EXERCISE: Reproduce word for word the lines of the listing below, starting with the line that contains "# Target: brunette ponytail" and going on through the final line of the listing.

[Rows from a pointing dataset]
┄┄┄┄┄┄
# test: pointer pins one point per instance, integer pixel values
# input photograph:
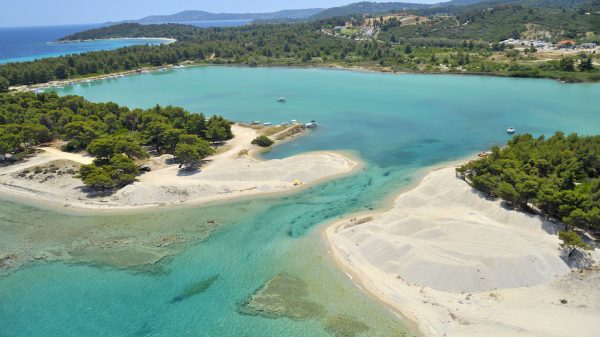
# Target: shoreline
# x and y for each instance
(326, 66)
(259, 178)
(432, 311)
(167, 39)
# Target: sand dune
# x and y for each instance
(461, 265)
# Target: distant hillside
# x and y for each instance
(367, 8)
(193, 15)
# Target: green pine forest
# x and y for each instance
(458, 39)
(115, 135)
(558, 177)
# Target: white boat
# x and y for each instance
(311, 125)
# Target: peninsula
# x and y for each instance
(459, 264)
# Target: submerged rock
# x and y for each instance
(196, 288)
(282, 296)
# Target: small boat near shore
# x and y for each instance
(311, 125)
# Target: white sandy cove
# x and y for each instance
(226, 175)
(460, 265)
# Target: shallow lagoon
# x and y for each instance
(398, 124)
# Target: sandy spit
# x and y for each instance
(458, 264)
(232, 173)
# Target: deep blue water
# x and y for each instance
(20, 44)
(398, 124)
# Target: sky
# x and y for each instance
(16, 13)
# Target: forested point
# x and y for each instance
(558, 177)
(115, 135)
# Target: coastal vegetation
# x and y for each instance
(262, 141)
(558, 177)
(115, 135)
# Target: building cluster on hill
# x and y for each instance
(564, 44)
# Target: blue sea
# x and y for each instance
(399, 125)
(21, 44)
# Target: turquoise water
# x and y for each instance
(398, 124)
(21, 44)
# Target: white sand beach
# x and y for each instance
(458, 264)
(233, 172)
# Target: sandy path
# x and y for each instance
(460, 265)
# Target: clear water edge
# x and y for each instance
(396, 166)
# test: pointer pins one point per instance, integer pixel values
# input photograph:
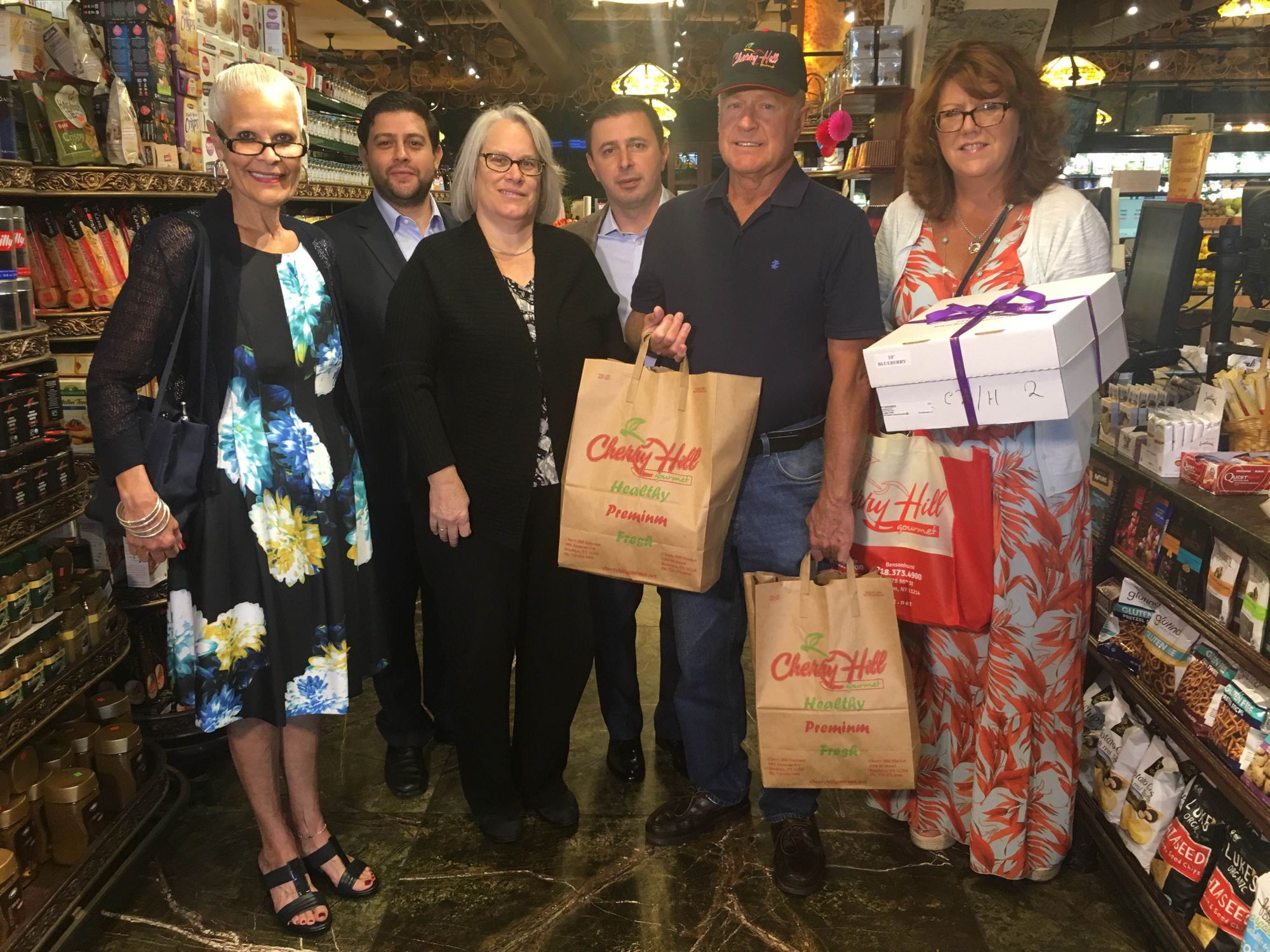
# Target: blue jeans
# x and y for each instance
(614, 604)
(768, 534)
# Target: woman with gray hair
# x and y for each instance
(269, 621)
(487, 332)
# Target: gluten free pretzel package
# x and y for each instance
(1168, 642)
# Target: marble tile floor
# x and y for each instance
(598, 890)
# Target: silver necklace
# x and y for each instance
(976, 241)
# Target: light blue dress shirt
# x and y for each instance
(620, 255)
(406, 230)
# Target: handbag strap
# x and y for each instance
(984, 251)
(205, 260)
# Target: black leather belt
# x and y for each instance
(787, 441)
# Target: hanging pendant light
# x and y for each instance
(1060, 72)
(646, 81)
(1244, 8)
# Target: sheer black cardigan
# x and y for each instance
(143, 323)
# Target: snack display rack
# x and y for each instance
(1239, 522)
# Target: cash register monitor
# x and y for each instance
(1161, 274)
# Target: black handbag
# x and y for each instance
(175, 442)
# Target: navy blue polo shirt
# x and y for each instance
(764, 299)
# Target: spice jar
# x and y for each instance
(36, 802)
(22, 770)
(81, 738)
(74, 814)
(11, 681)
(76, 710)
(110, 708)
(55, 755)
(40, 582)
(50, 393)
(31, 664)
(18, 835)
(51, 651)
(17, 595)
(11, 894)
(120, 762)
(74, 631)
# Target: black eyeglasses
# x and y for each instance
(255, 147)
(982, 116)
(497, 162)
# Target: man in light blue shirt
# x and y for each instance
(374, 241)
(627, 150)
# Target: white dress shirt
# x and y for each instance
(620, 255)
(404, 229)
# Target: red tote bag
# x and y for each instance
(924, 520)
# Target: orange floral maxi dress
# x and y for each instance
(1000, 710)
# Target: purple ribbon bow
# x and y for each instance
(1032, 303)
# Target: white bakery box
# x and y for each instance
(1019, 367)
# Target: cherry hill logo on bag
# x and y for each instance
(836, 671)
(895, 507)
(650, 458)
(756, 58)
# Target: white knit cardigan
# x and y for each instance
(1066, 238)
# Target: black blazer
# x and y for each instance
(460, 371)
(370, 262)
(139, 334)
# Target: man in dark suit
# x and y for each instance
(401, 150)
(627, 152)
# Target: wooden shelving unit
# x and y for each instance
(53, 899)
(1169, 929)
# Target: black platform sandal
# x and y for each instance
(354, 870)
(308, 901)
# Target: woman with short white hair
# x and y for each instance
(487, 332)
(269, 623)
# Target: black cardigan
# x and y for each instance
(460, 369)
(139, 334)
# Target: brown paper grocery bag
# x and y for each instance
(832, 687)
(655, 465)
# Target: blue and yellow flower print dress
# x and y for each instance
(261, 610)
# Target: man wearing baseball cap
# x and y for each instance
(769, 275)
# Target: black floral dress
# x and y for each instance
(262, 600)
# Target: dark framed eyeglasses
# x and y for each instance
(255, 147)
(497, 162)
(982, 116)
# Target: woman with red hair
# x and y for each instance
(1000, 709)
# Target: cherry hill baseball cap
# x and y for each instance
(764, 59)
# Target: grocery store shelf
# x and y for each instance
(25, 182)
(1197, 750)
(1135, 143)
(1133, 880)
(866, 101)
(1238, 521)
(74, 326)
(326, 103)
(332, 147)
(54, 897)
(868, 172)
(18, 727)
(1248, 658)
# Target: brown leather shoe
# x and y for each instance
(688, 817)
(799, 856)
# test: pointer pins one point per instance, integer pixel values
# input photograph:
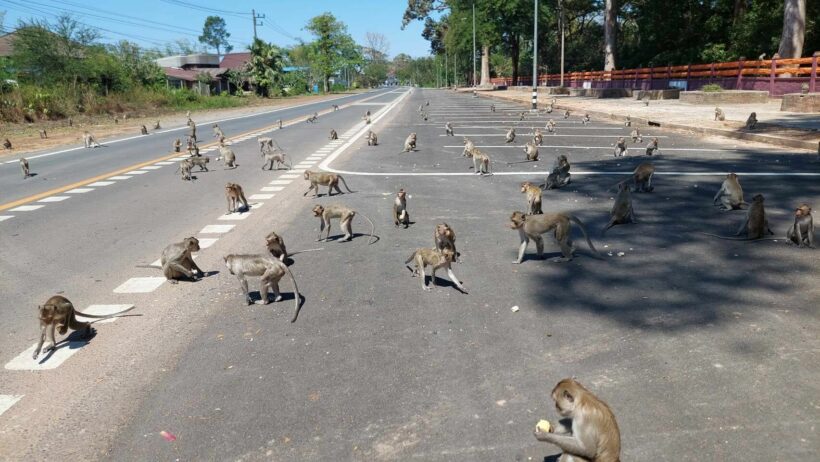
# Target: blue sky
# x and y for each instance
(173, 19)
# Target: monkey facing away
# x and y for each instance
(560, 175)
(730, 193)
(587, 430)
(533, 193)
(801, 233)
(533, 226)
(270, 270)
(436, 259)
(331, 180)
(235, 195)
(755, 225)
(400, 214)
(59, 311)
(345, 216)
(622, 211)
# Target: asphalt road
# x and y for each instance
(705, 349)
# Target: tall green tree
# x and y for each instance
(215, 34)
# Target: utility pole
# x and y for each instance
(474, 49)
(254, 17)
(535, 58)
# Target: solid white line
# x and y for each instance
(54, 199)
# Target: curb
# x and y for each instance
(760, 138)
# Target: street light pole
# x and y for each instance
(535, 58)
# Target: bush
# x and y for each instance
(711, 88)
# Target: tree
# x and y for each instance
(794, 29)
(333, 47)
(215, 34)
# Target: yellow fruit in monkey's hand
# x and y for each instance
(543, 426)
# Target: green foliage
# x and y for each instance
(215, 34)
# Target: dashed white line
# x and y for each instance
(54, 199)
(140, 285)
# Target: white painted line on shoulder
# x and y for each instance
(140, 285)
(216, 229)
(26, 208)
(7, 401)
(102, 310)
(54, 199)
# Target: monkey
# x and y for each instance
(620, 147)
(234, 195)
(510, 137)
(751, 122)
(533, 226)
(89, 141)
(24, 166)
(481, 162)
(436, 259)
(652, 147)
(622, 211)
(560, 175)
(445, 238)
(270, 270)
(274, 157)
(217, 131)
(755, 225)
(331, 180)
(533, 193)
(345, 216)
(400, 214)
(59, 311)
(410, 143)
(801, 233)
(730, 193)
(588, 429)
(469, 146)
(276, 246)
(229, 156)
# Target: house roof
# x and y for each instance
(234, 60)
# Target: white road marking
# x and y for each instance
(7, 401)
(140, 285)
(26, 208)
(54, 199)
(216, 229)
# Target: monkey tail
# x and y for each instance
(297, 298)
(581, 225)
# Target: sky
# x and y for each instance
(152, 23)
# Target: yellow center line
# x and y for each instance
(88, 181)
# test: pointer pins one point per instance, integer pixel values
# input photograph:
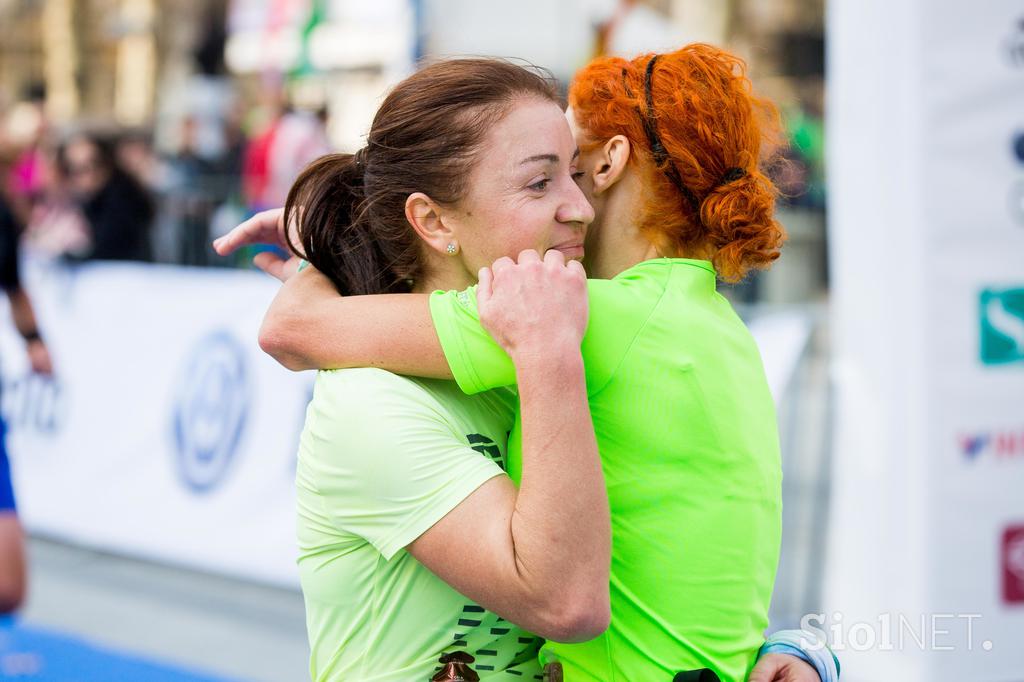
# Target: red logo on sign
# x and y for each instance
(1013, 564)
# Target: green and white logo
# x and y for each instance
(1001, 317)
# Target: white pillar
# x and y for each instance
(924, 102)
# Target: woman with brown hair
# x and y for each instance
(414, 545)
(685, 423)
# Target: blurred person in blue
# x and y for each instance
(118, 209)
(12, 564)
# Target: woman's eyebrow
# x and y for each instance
(551, 158)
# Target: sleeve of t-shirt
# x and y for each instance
(386, 463)
(479, 364)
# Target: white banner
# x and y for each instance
(926, 134)
(166, 432)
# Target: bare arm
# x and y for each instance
(310, 327)
(25, 322)
(538, 555)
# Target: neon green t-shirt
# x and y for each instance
(383, 458)
(686, 428)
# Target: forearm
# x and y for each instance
(560, 526)
(22, 312)
(309, 327)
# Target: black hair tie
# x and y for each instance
(730, 175)
(660, 155)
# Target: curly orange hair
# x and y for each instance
(716, 135)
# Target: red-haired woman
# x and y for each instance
(673, 147)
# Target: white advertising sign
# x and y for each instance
(926, 135)
(166, 432)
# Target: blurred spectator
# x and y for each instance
(278, 154)
(117, 207)
(12, 564)
(27, 128)
(56, 227)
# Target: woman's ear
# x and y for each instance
(425, 217)
(609, 163)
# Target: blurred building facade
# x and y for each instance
(197, 86)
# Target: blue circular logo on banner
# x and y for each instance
(210, 411)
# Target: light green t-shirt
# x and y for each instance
(383, 458)
(686, 428)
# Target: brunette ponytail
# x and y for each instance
(328, 204)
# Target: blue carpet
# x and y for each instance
(31, 653)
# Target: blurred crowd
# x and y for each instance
┄┄┄┄┄┄
EXPECTED ANSWER:
# Target: brunette ponytail
# x and y for each instance
(328, 204)
# Target: blue carpet
# x and y for each instance
(31, 653)
# Target: blurred crowd
# x and y for each instance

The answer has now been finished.